## begin SELECTED PASSAGE

# Best way to protect engine electrics/cleaning



## gazzi123 (Jul 5, 2010)

Hi all,

i see people either not using anything whilst doing an engine detail and then using a PW on it (even though the battery/alternator and certain wires are bare)

as my car's battery (was stupidly designed) to be open with no cover and my alternation is easily accessed.

what is the best things to use to put over the battery/alternator etc whilst using APC + PW?

cheers all


----------



## Phil1971 (Sep 3, 2007)

clingfilm ?


----------



## tuggers (Mar 18, 2009)

Keep the engine running and it will be ok.


----------



## Autoglym (Apr 10, 2008)

We use clingfilm here and it always does the trick.


----------



## PugIain (Jun 28, 2006)

cling film on awkward bits,and i always wrap a plastic shopping bag over the battery.


----------



## E38_ross (May 10, 2010)

cling film sounds like a good idea, but get some bilt hamber ferrosol as well for before and after.

think WD40 on steroids. cracking product.


----------



## salsheikh (Jul 5, 2010)

Autoglym UK said:


> We use clingfilm here and it always does the trick.

## end SELECTED PASSAGE

**DESCRIPTION OF THE TASK**
Continue the forum thread on shielding engine electrics during a wash, picking up after its last post.

## begin INFORMATION GIVEN

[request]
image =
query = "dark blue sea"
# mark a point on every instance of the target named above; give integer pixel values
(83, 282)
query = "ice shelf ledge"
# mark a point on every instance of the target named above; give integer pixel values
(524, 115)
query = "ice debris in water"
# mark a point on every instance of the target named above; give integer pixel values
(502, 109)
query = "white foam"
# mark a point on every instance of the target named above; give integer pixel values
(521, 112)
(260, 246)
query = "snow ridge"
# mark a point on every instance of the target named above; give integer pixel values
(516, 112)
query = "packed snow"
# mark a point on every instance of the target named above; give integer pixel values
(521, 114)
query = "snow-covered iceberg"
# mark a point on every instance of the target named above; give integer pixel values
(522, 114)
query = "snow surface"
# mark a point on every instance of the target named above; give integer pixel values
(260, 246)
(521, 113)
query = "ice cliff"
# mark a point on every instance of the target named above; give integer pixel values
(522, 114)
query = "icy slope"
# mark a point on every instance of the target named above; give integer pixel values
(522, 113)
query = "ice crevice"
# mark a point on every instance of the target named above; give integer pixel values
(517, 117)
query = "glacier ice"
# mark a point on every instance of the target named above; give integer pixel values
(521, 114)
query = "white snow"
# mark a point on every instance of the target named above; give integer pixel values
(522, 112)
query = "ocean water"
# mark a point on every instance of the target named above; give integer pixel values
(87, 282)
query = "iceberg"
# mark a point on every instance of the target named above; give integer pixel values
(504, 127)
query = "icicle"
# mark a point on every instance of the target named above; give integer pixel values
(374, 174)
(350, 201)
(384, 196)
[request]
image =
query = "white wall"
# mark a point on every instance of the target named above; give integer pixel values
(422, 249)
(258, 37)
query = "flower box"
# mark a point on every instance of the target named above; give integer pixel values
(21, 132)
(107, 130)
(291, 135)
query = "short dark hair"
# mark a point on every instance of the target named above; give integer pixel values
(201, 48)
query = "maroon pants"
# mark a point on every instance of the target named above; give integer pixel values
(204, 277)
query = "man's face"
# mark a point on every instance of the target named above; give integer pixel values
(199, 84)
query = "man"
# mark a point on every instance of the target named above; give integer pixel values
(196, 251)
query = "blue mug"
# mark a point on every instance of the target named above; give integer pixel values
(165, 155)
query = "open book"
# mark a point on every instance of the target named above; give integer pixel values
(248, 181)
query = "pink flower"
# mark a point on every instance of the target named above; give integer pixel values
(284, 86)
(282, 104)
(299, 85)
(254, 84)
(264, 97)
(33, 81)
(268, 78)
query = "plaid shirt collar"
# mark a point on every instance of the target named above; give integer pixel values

## end INFORMATION GIVEN

**RESULT OF THIS TASK**
what about on the 1.8t engine with coilpacks, would this be an issue with water getting in everywhere?


----------



## TOGWT (Oct 26, 2005)

*Protection of Electrical Components*

The most important electrical components are sealed 'water resistant', that is to say against low pressure, water splashing encountered in the course of daily driving conditions. As long as you avoid directing a strong stream of water (or a pressure washer at close range) directly into these components, you will be fine.
You need to cover various parts prior to using any cleaning products, sprays (water deterrent, formula 40(WD-40)) or water. 
•	Alternator 
•	Alarm Housing
•	Intercooler 
•	Battery terminals (if not covered already) 
•	Induction kit cone (if you have one) 
•	Coil packs
•	Electronic control units (ECU)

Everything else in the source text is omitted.